To prevent such accidents, a precise and stable automatic landing system is required. Currently, most research on the UAV automatic landing systems is mainly on the image-based landing system. However, because such a system requires a camera, a gimbal system and a separate image-processing device, the weight and power consumption of the aircraft increase, which shortens the flight time.

UAVs are difficult to use at long distances from the landing location because they must recognise image information of the landing location. In addition, when the object for recognising the landing location is outside the field of view of the camera mounted on the UAV, the object needs to be searched again.

The purpose of this paper is to study the multicopter landing system to limit the problems associated with a vision-based systems as described above (limited camera viewing angle and recognition distance, relatively long computation time, high cost for system configuration, etc.).

In this study, we implement a multicopter automatic landing system based on a receive signal strength indicator (RSSI) of the radio-frequency (RF) signal to overcome the problems of the existing image-based automatic landing system. The localisation system using RSSI estimates the location of an object based on the strength of the signal received between devices connected through the Wireless Local Area Network (WLAN). The signals received from each sensor are mainly installed in an array of sensors capable of wireless communication, such as a beacon. The location of the object can be estimated using the signal intensities. However, owing to the characteristics of radio signals in wireless devices, the precision of the measured values may be poor owing to the influence of noise and surrounding environments (Yuan et al., 2008; Zhu et al., 2013; Li et al., 2014).

In this study, the noise is minimised using a low pass filter (LPF) and moving average filter (MAF) to improve the precision of the RSSI. Based on this improved RSSI information, the moving direction and relative distance of the landing platform are estimated, and the multicopter automatic landing system is implemented by linking this with proportional navigation (PN).
■ ■ ■ ■ ■
_What this exercise asks_
1. According to the UAV landing excerpt, which two filters reduce the noise in the RSSI?
2. Copy the UAV landing excerpt word for word, from "UAVs are difficult" through "system configuration, etc.).", inclusive.
Answer using only the UAV landing excerpt.

_Entries supplied_
■ ■ ■ ■ ■
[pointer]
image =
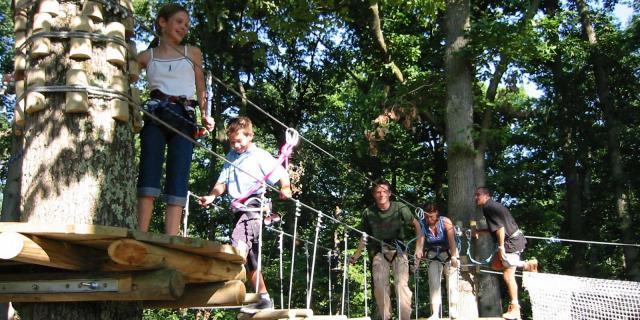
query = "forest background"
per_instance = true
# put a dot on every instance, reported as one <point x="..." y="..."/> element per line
<point x="389" y="89"/>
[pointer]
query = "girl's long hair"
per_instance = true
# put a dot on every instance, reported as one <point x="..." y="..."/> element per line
<point x="166" y="12"/>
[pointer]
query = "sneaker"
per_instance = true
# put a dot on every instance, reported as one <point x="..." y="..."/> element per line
<point x="531" y="265"/>
<point x="253" y="308"/>
<point x="513" y="313"/>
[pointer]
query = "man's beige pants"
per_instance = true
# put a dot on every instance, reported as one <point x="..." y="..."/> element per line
<point x="381" y="283"/>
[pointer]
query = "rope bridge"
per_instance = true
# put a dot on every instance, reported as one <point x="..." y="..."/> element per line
<point x="567" y="297"/>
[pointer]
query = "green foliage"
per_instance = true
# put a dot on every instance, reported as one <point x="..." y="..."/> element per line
<point x="315" y="66"/>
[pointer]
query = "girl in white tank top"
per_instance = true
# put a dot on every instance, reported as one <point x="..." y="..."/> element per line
<point x="173" y="70"/>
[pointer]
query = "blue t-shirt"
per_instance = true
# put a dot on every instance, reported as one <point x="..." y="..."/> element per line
<point x="249" y="168"/>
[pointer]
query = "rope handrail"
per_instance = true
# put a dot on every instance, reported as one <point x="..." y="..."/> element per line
<point x="556" y="240"/>
<point x="280" y="231"/>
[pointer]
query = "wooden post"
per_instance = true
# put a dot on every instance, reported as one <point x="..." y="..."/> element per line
<point x="230" y="293"/>
<point x="136" y="254"/>
<point x="47" y="252"/>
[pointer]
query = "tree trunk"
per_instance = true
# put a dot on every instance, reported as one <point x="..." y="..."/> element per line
<point x="378" y="37"/>
<point x="459" y="122"/>
<point x="614" y="127"/>
<point x="11" y="196"/>
<point x="78" y="163"/>
<point x="489" y="285"/>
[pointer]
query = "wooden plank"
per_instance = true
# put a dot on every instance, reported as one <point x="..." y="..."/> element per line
<point x="198" y="246"/>
<point x="162" y="284"/>
<point x="273" y="314"/>
<point x="98" y="236"/>
<point x="138" y="254"/>
<point x="205" y="295"/>
<point x="69" y="232"/>
<point x="47" y="252"/>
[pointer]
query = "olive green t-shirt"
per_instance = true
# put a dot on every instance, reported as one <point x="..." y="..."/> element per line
<point x="387" y="225"/>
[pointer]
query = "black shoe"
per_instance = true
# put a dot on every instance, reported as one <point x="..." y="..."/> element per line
<point x="262" y="304"/>
<point x="271" y="218"/>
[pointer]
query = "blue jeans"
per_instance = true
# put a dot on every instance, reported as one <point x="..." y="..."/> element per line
<point x="153" y="140"/>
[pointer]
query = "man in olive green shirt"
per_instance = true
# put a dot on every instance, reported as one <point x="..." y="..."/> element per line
<point x="387" y="221"/>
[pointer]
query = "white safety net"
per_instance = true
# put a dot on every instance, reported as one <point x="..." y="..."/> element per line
<point x="565" y="297"/>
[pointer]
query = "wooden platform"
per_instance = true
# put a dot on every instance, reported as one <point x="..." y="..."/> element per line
<point x="274" y="314"/>
<point x="102" y="236"/>
<point x="91" y="263"/>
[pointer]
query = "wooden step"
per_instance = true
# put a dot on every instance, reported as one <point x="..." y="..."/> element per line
<point x="273" y="314"/>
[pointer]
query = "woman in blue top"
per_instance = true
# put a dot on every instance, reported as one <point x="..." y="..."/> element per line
<point x="175" y="77"/>
<point x="442" y="253"/>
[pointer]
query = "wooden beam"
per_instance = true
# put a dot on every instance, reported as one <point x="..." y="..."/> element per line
<point x="47" y="252"/>
<point x="66" y="231"/>
<point x="162" y="284"/>
<point x="136" y="254"/>
<point x="277" y="314"/>
<point x="197" y="246"/>
<point x="205" y="295"/>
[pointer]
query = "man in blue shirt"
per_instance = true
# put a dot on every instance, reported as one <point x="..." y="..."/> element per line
<point x="247" y="163"/>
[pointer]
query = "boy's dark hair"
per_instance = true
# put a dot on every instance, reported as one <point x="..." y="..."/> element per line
<point x="240" y="123"/>
<point x="166" y="12"/>
<point x="430" y="207"/>
<point x="483" y="191"/>
<point x="380" y="182"/>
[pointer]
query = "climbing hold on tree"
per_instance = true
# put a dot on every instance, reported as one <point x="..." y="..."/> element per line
<point x="137" y="118"/>
<point x="49" y="6"/>
<point x="120" y="110"/>
<point x="76" y="101"/>
<point x="116" y="53"/>
<point x="19" y="23"/>
<point x="19" y="112"/>
<point x="19" y="63"/>
<point x="40" y="47"/>
<point x="80" y="48"/>
<point x="20" y="38"/>
<point x="35" y="77"/>
<point x="80" y="23"/>
<point x="42" y="22"/>
<point x="35" y="102"/>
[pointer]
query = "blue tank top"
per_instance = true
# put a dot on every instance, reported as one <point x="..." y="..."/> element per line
<point x="439" y="239"/>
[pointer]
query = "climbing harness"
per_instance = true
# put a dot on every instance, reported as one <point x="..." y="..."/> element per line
<point x="167" y="108"/>
<point x="293" y="250"/>
<point x="291" y="140"/>
<point x="313" y="264"/>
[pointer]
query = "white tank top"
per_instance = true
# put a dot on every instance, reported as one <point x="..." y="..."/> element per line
<point x="174" y="77"/>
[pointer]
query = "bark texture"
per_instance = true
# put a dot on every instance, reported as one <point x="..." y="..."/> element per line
<point x="459" y="124"/>
<point x="614" y="128"/>
<point x="77" y="168"/>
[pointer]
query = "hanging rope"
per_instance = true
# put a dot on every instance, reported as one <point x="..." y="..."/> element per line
<point x="291" y="140"/>
<point x="293" y="250"/>
<point x="313" y="264"/>
<point x="281" y="247"/>
<point x="329" y="256"/>
<point x="364" y="262"/>
<point x="260" y="219"/>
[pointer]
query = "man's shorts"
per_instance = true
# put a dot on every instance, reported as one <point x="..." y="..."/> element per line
<point x="511" y="260"/>
<point x="246" y="235"/>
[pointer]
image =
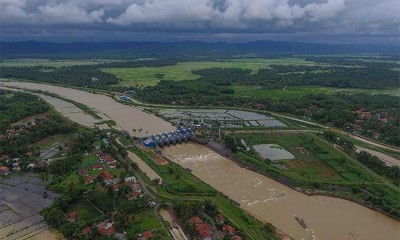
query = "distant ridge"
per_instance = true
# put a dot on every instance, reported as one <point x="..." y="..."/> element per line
<point x="181" y="49"/>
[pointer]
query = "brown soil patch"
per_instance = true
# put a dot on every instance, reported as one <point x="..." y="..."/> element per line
<point x="299" y="150"/>
<point x="159" y="160"/>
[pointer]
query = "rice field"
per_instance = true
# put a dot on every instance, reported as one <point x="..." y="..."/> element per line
<point x="35" y="62"/>
<point x="150" y="76"/>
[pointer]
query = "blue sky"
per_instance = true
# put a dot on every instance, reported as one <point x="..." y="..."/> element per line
<point x="332" y="21"/>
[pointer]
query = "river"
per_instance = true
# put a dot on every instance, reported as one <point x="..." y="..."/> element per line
<point x="126" y="117"/>
<point x="326" y="217"/>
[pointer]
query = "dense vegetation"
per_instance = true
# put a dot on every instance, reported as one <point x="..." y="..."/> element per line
<point x="322" y="169"/>
<point x="82" y="76"/>
<point x="372" y="162"/>
<point x="15" y="106"/>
■ ■ ■ ■ ■
_Solutions by task_
1. A low pass filter (LPF) and a moving average filter (MAF).

2.
UAVs are difficult to use at long distances from the landing location because they must recognise image information of the landing location. In addition, when the object for recognising the landing location is outside the field of view of the camera mounted on the UAV, the object needs to be searched again.

The purpose of this paper is to study the multicopter landing system to limit the problems associated with a vision-based systems as described above (limited camera viewing angle and recognition distance, relatively long computation time, high cost for system configuration, etc.).